So it's been embarrassingly long since I've posted here but I'm just starting to plan for Surtex (yes I'm freak out crazy late to being so!).  I'm sure you all are headlong into your planning but I've gotten some questions about the counters that are provided with your booths and as I sat down to work on my own I realized the measurements aren't very helpful.  At one point I jotted down some more accurate measurements (its all those years in interior design coming through) and thought they might be of use.

These are for the counter height version which is the only type I've ever had but this year I'm switching it up and going table height so I'm subtracting 10" from the upper measurements.  If you are doing the show for the first time you might also like to know there is also a wooden shelf on the interior.  This way you will have room for any suitcases or extra materials you have brought.  There is a storage room available but through the years I've become more comfortable with leaving things overnight.

Counter Height Pro's 

  •  non committal - attendees feel comfortable walking up to your counter and browsing and being able to walk away just a quick
  • Easy to perch on your stool and stand just a quickly
  • more visual room to display art on 
  • if your short (which I am) keeps you eye level with attendees
  • Lots of space for storage and easy to duck behind for a quick bite to eat or emmotional outburst (hey it can happen!)


Table Height Pro's


  • Invites people to come and sit down to look at your books, possibly causing them spend more time browsing
  • Let attendees see more of your walls (less height means less blocking)
  • If you are tall, as a friend told me, it allows you to sit and therefore not tower over people


As I'm sure you've seen there are a million ways to address this surface.  Table cloths, booth wraps, banners, to a full on paper sculpture!  One year I wrapped my booth in one of my fabrics and for the others I've printed a banner which wraps the outer perimeter.  Both were fine but I've liked the ease of the banner wrap since it can be applied with command strips.  Left to right Stunning paper creation by Very Sarie, one of my Vinyl banner wraps, clean patterned panels by Carol Van Zandt, Logo fabric table drape by Sorry You're Happy, Stitched fabric fabulousness by Josephine Kimberling, Ditching the whole thing and bringing her own gorgeous creation Melissa Ybarra.

(Stored items)
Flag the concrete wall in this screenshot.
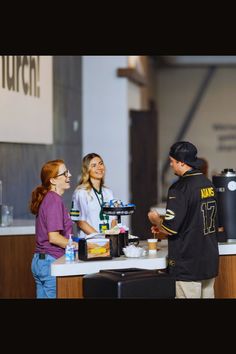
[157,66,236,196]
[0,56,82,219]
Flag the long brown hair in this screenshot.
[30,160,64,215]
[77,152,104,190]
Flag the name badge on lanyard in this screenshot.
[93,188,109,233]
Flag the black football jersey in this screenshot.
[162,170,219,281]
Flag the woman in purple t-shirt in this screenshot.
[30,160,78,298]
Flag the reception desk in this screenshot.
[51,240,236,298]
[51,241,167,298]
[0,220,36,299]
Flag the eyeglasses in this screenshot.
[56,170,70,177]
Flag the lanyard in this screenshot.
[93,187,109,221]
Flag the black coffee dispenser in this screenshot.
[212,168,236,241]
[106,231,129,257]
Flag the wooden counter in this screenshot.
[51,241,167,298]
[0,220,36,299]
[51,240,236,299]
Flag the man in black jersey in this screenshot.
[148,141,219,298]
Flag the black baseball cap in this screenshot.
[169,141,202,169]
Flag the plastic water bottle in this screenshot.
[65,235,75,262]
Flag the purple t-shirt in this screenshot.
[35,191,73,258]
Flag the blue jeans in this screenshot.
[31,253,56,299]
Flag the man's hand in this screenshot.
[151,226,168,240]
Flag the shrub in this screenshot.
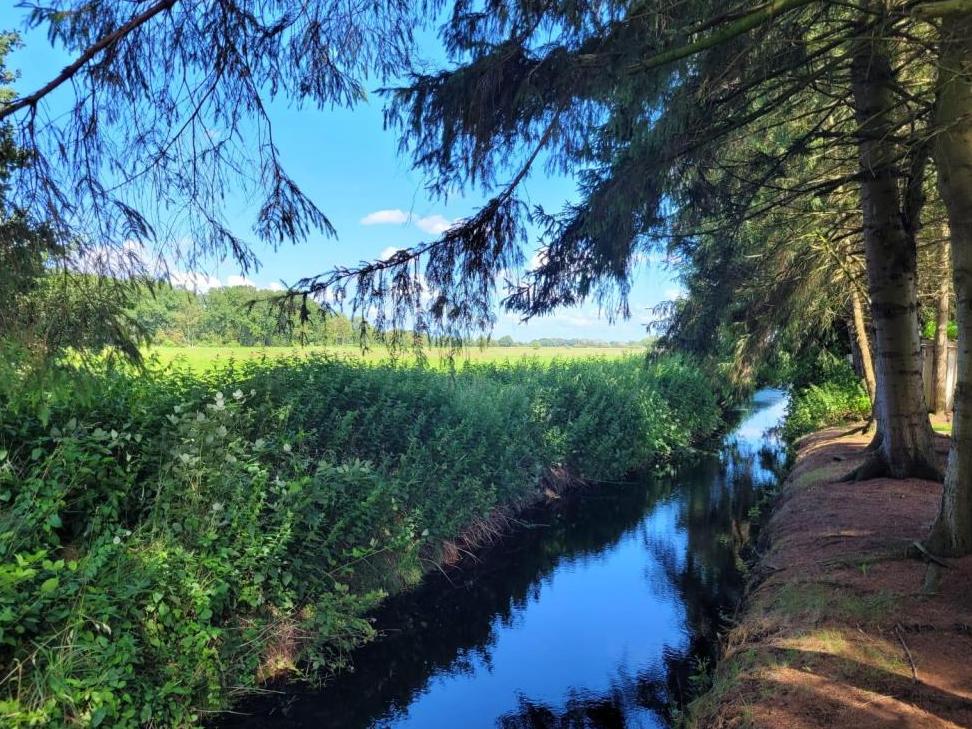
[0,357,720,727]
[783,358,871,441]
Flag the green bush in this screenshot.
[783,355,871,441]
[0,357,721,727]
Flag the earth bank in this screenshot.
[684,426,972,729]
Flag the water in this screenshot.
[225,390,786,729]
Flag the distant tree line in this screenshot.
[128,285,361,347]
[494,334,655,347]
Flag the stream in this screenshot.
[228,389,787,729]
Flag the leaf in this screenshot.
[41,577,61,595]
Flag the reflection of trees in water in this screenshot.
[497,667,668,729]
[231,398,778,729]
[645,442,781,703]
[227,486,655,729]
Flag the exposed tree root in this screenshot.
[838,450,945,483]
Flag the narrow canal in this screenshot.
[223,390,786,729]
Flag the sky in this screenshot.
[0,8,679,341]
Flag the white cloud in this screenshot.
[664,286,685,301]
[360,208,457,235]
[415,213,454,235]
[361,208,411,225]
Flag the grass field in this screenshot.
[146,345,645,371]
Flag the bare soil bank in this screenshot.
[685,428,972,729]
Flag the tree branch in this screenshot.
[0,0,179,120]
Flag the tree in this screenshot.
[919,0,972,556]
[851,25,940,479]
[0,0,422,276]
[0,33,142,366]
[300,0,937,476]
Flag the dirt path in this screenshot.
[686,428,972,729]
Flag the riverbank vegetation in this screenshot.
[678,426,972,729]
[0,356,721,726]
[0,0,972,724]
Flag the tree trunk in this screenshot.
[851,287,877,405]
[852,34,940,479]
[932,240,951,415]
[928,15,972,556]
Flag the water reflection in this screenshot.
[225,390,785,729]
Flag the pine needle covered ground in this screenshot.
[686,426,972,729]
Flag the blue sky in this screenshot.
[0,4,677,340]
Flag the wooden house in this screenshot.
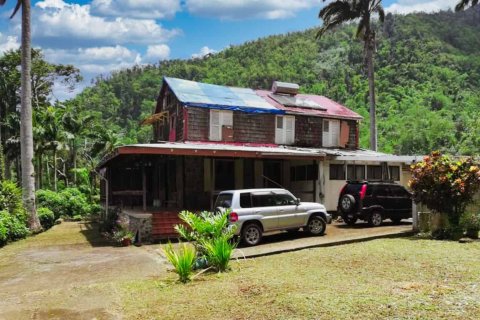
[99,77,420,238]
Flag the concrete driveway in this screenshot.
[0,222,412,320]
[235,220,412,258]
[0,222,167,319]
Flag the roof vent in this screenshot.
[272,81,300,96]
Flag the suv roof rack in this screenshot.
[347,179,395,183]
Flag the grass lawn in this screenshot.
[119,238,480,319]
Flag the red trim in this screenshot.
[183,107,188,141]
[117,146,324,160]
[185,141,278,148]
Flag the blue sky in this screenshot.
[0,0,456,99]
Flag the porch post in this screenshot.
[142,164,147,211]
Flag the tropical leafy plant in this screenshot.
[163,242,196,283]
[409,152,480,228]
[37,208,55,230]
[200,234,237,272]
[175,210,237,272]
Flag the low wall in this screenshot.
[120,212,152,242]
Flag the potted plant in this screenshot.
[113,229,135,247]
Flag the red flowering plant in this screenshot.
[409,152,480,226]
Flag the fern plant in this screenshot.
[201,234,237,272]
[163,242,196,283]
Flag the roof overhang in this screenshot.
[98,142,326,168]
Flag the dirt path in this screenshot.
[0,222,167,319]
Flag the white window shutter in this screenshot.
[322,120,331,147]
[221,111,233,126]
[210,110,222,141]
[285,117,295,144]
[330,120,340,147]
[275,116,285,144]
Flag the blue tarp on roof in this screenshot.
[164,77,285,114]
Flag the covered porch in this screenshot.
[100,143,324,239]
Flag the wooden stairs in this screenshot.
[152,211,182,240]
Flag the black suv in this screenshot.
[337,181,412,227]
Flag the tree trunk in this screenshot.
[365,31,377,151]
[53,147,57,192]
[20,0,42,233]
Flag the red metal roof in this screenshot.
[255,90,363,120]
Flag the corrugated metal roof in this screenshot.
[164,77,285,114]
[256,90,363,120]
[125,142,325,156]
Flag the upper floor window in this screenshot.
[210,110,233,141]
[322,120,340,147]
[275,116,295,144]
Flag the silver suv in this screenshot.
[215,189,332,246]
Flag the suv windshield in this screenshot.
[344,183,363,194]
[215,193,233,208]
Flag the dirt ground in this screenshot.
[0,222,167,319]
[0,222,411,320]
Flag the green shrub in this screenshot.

# Tasks to carry out
A. In the Surtex counter post, list every name credited with a booth surface design in the left-to-right rundown at the end.
B. From the stored items, copy out the part that begins at the first line and ends with the line containing "[162,170,219,281]". Include both of those lines, and leave out any picture.
The Surtex counter post and the stored items come from unrelated sources.

# Per-task answers
A.
Very Sarie
Carol Van Zandt
Sorry You're Happy
Josephine Kimberling
Melissa Ybarra

B.
Flag the concrete wall in this screenshot.
[157,66,236,196]
[0,56,82,219]
Flag the long brown hair in this screenshot.
[30,160,64,215]
[77,152,104,190]
Flag the name badge on lanyard in this screenshot.
[93,188,109,233]
Flag the black football jersey in this screenshot.
[162,170,219,281]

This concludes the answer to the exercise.